Given exercise: Your task is to transcribe the data in full.

[Dataset entries]
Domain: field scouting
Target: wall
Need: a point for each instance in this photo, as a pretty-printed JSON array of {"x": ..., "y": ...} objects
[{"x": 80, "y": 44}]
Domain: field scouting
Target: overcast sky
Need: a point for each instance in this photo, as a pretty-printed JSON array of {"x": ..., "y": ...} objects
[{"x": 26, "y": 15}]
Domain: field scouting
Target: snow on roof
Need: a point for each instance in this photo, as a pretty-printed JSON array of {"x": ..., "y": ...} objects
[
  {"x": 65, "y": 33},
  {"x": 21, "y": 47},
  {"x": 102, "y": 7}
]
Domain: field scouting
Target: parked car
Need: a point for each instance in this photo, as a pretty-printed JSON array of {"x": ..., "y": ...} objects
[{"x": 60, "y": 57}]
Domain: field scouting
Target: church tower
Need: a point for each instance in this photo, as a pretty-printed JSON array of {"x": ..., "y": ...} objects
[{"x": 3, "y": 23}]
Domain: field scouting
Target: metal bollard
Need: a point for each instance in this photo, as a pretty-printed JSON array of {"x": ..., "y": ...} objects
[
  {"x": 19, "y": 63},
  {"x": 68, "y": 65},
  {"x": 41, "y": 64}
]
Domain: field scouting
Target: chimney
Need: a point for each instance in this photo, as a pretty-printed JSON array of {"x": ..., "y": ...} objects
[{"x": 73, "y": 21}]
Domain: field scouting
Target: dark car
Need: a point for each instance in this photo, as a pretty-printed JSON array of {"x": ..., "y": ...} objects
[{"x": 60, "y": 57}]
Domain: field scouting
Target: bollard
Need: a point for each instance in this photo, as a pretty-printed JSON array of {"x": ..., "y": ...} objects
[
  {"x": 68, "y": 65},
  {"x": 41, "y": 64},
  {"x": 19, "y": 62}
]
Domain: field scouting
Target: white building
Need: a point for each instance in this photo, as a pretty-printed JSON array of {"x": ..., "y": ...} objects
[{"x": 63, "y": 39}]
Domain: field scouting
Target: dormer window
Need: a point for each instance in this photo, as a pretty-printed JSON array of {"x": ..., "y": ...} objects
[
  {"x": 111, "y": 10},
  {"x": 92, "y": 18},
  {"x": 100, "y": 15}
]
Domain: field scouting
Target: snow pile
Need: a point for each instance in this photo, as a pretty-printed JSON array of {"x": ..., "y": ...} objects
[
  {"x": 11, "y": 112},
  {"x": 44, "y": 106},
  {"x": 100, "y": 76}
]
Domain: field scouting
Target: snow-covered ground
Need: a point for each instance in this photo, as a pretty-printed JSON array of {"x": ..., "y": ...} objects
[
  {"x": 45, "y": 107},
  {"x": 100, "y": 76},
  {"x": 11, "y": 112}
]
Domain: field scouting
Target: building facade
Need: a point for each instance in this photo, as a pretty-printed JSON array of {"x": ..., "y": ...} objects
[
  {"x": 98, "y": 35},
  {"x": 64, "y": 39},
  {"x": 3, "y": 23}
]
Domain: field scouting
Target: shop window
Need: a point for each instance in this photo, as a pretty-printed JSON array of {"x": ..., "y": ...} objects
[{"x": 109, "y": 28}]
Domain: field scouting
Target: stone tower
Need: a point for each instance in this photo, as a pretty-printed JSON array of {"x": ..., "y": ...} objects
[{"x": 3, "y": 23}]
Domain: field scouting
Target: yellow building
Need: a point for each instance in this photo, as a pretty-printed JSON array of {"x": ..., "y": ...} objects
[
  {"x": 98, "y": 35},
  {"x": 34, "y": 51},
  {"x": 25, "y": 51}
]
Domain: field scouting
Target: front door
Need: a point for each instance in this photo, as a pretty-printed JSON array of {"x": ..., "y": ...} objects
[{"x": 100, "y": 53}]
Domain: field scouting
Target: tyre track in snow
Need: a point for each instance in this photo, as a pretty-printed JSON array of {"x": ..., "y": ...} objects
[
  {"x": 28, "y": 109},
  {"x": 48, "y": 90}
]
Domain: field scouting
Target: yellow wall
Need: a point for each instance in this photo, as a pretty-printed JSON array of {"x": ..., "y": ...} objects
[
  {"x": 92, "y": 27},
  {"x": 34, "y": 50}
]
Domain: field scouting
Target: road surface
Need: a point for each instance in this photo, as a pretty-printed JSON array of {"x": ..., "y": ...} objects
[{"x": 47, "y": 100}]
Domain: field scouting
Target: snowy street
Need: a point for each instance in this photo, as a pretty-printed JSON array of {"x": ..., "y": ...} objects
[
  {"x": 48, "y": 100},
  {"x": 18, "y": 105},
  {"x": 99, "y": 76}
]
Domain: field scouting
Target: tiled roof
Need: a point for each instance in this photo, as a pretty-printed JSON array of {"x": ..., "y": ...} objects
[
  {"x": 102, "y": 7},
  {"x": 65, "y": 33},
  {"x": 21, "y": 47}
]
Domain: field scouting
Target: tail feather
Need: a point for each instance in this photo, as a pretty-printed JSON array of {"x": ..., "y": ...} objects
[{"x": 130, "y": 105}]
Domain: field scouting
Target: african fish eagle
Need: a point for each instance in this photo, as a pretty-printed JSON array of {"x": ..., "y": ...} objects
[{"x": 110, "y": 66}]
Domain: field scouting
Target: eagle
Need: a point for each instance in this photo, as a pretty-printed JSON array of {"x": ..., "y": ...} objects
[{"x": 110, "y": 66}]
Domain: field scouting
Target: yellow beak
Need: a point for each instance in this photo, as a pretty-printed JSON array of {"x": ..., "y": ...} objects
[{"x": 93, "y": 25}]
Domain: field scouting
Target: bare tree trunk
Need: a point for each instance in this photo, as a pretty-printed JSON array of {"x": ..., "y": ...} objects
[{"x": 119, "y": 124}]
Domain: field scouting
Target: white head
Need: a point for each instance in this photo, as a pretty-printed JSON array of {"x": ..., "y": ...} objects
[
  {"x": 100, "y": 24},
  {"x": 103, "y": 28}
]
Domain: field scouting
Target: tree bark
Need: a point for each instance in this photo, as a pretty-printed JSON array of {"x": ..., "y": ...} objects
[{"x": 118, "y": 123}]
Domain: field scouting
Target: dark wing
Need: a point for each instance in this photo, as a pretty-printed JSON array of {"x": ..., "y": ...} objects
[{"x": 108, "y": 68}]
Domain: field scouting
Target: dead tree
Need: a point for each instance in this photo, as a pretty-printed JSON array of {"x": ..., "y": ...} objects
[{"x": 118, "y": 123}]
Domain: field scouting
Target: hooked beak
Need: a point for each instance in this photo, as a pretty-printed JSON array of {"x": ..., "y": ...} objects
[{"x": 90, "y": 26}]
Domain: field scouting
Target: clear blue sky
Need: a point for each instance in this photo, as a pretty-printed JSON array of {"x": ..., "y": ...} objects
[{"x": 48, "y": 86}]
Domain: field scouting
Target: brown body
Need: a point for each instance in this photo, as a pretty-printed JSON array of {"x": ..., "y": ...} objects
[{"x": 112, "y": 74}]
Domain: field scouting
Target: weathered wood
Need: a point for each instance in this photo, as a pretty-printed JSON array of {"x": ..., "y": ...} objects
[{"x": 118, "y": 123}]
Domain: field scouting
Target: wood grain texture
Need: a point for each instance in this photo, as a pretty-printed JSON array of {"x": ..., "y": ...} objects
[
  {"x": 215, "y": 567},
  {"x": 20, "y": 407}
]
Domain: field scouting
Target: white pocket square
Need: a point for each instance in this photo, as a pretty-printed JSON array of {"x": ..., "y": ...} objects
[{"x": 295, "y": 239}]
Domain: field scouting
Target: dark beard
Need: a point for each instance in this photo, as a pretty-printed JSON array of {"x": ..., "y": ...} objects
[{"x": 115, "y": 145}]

Solution to the problem:
Domain: field scouting
Target: wall
Need: a point for each instance in this photo, as a pretty-printed JSON array of {"x": ..., "y": ...} objects
[{"x": 80, "y": 44}]
Domain: field scouting
Target: overcast sky
Need: a point for each instance in this photo, as a pretty-printed JSON array of {"x": ..., "y": ...} objects
[{"x": 26, "y": 15}]
Domain: field scouting
Target: snow on roof
Need: a point for each instance in this photo, as a pretty-printed JSON array of {"x": ..., "y": ...} objects
[
  {"x": 65, "y": 33},
  {"x": 21, "y": 47},
  {"x": 102, "y": 7}
]
Domain: field scouting
Target: parked car
Need: a point for each instance in this photo, as a pretty-printed JSON array of {"x": ..., "y": ...} objects
[{"x": 60, "y": 57}]
Domain: field scouting
Target: church tower
Need: a point for each instance in this photo, as a pretty-printed JSON array of {"x": ..., "y": ...} objects
[{"x": 3, "y": 23}]
Domain: field scouting
Target: metal bollard
Need: a point for each instance in this photo, as a pretty-printed JSON array of {"x": ..., "y": ...} objects
[
  {"x": 19, "y": 63},
  {"x": 68, "y": 65},
  {"x": 41, "y": 64}
]
Domain: field scouting
Target: chimney
Need: a point for each instance in this photo, as a pretty-printed JSON array of {"x": ..., "y": ...} objects
[{"x": 73, "y": 21}]
Domain: field scouting
Target: dark car
Need: a point for each instance in this photo, as a pretty-printed JSON array of {"x": ..., "y": ...} objects
[{"x": 60, "y": 57}]
Domain: field scouting
Target: bollard
Need: a point for each instance in this photo, as a pretty-printed JSON array of {"x": ..., "y": ...} objects
[
  {"x": 68, "y": 65},
  {"x": 41, "y": 64},
  {"x": 19, "y": 62}
]
Domain: field scouting
Target: white building
Need: a point for each instance in this photo, as a pretty-printed JSON array of {"x": ..., "y": ...} objects
[{"x": 63, "y": 39}]
Domain: field scouting
Target: dormer window
Need: a point for each instance in this photo, as a pretty-printed JSON array of {"x": ..., "y": ...} objects
[
  {"x": 111, "y": 10},
  {"x": 92, "y": 18},
  {"x": 100, "y": 15}
]
Domain: field scouting
Target: snow pile
Need: a point for each instance in this photo, as a pretty-printed JSON array of {"x": ..., "y": ...} objects
[
  {"x": 11, "y": 112},
  {"x": 44, "y": 106},
  {"x": 100, "y": 76}
]
Domain: field scouting
Target: snow-covered ground
Need: a point for each instance in this photo, as a pretty-printed JSON array of {"x": ..., "y": ...} objects
[
  {"x": 45, "y": 107},
  {"x": 100, "y": 76},
  {"x": 11, "y": 112}
]
Domain: field scouting
Target: building facade
Need: a point for each instance in this photo, as a pretty-printed JSON array of {"x": ..., "y": ...} objects
[
  {"x": 98, "y": 35},
  {"x": 64, "y": 39},
  {"x": 3, "y": 23}
]
Domain: field scouting
Target: shop window
Need: a point for each instance in this photo, as a pretty-printed JSON array of {"x": ..., "y": ...} objects
[{"x": 109, "y": 28}]
Domain: field scouting
Target: stone tower
Need: a point for each instance in this photo, as a pretty-printed JSON array of {"x": ..., "y": ...} objects
[{"x": 3, "y": 23}]
Domain: field scouting
Target: yellow building
Need: a point for each instance in this photo, as a pretty-printed JSON array of {"x": ..., "y": ...} objects
[
  {"x": 98, "y": 35},
  {"x": 34, "y": 51},
  {"x": 25, "y": 51}
]
Domain: field scouting
Target: front door
Need: a point for each instance in this photo, as a pretty-printed JSON array of {"x": ..., "y": ...} objects
[{"x": 100, "y": 53}]
Domain: field scouting
Target: tyre track in snow
Need: a point for each instance in this photo, as a pretty-printed JSON array of {"x": ..., "y": ...} objects
[
  {"x": 28, "y": 109},
  {"x": 48, "y": 90}
]
Domain: field scouting
Target: yellow wall
Need: a point for each instance in this photo, as a pretty-printed JSON array of {"x": ..., "y": ...} objects
[
  {"x": 92, "y": 27},
  {"x": 34, "y": 50}
]
Domain: field scouting
Target: road surface
Need: a point for each instance in this photo, as a pretty-printed JSON array of {"x": ..., "y": ...} objects
[{"x": 47, "y": 100}]
Domain: field scouting
Target: snowy street
Need: a point for each instance in this photo, as a pretty-printed JSON array of {"x": ..., "y": ...} objects
[
  {"x": 48, "y": 100},
  {"x": 18, "y": 105},
  {"x": 99, "y": 76}
]
Domain: field scouting
Target: tiled roof
Need: a point for each instance in this photo, as a pretty-printed JSON array of {"x": ..., "y": ...} objects
[
  {"x": 102, "y": 7},
  {"x": 65, "y": 33},
  {"x": 21, "y": 47}
]
Domain: field scouting
Target: tail feather
Need: a point for each instance in this photo, as a pretty-printed JSON array of {"x": ..., "y": ...} objects
[{"x": 130, "y": 105}]
Domain: field scouting
Target: african fish eagle
Need: a point for each instance in this photo, as a pretty-printed JSON array of {"x": ..., "y": ...} objects
[{"x": 110, "y": 66}]
Domain: field scouting
Target: eagle
Need: a point for each instance in this photo, as a pretty-printed JSON array of {"x": ..., "y": ...} objects
[{"x": 110, "y": 66}]
Domain: field scouting
Target: yellow beak
Need: a point for each instance in this photo, as a pretty-printed JSON array of {"x": ..., "y": ...} objects
[{"x": 93, "y": 25}]
Domain: field scouting
Target: bare tree trunk
Need: a point for each instance in this photo, as a pretty-printed JSON array of {"x": ..., "y": ...} objects
[{"x": 119, "y": 124}]
Domain: field scouting
Target: white head
Need: a point for each instance in this photo, as a pretty-printed JSON array of {"x": ..., "y": ...} objects
[
  {"x": 100, "y": 24},
  {"x": 103, "y": 28}
]
Domain: field scouting
Target: tree bark
Need: a point for each instance in this photo, as a pretty-printed JSON array of {"x": ..., "y": ...} objects
[{"x": 118, "y": 123}]
Domain: field scouting
Target: dark wing
Need: a point for each instance in this photo, as a pretty-printed JSON array of {"x": ..., "y": ...} objects
[{"x": 108, "y": 68}]
Domain: field scouting
Target: dead tree
Need: a point for each instance in this photo, as a pretty-printed JSON array of {"x": ..., "y": ...} objects
[{"x": 118, "y": 123}]
Domain: field scouting
Target: hooked beak
Need: a point for each instance in this photo, as a pretty-printed JSON array of {"x": ..., "y": ...} objects
[{"x": 90, "y": 26}]
Domain: field scouting
Target: clear blue sky
Need: a point for each instance in this photo, as a pretty-printed JSON array of {"x": ..., "y": ...} objects
[{"x": 48, "y": 86}]
Domain: field scouting
Target: brown body
Need: a point for each instance in this photo, as a pretty-printed JSON array of {"x": ..., "y": ...} objects
[{"x": 112, "y": 74}]
Domain: field scouting
Target: weathered wood
Need: a point for each instance in this photo, as a pretty-printed JSON array of {"x": ..., "y": ...} objects
[{"x": 118, "y": 123}]
Domain: field scouting
Target: wood grain texture
Need: a point for each instance in this photo, as a pretty-printed JSON array of {"x": ..., "y": ...} objects
[
  {"x": 215, "y": 567},
  {"x": 20, "y": 407}
]
Domain: field scouting
Target: white pocket square
Need: a point for each instance in this photo, as a pretty-printed JSON array of {"x": ..., "y": ...} objects
[{"x": 295, "y": 239}]
Domain: field scouting
Target: dark beard
Need: a point for each instance in this photo, as a pretty-printed JSON array of {"x": ..., "y": ...} objects
[{"x": 115, "y": 145}]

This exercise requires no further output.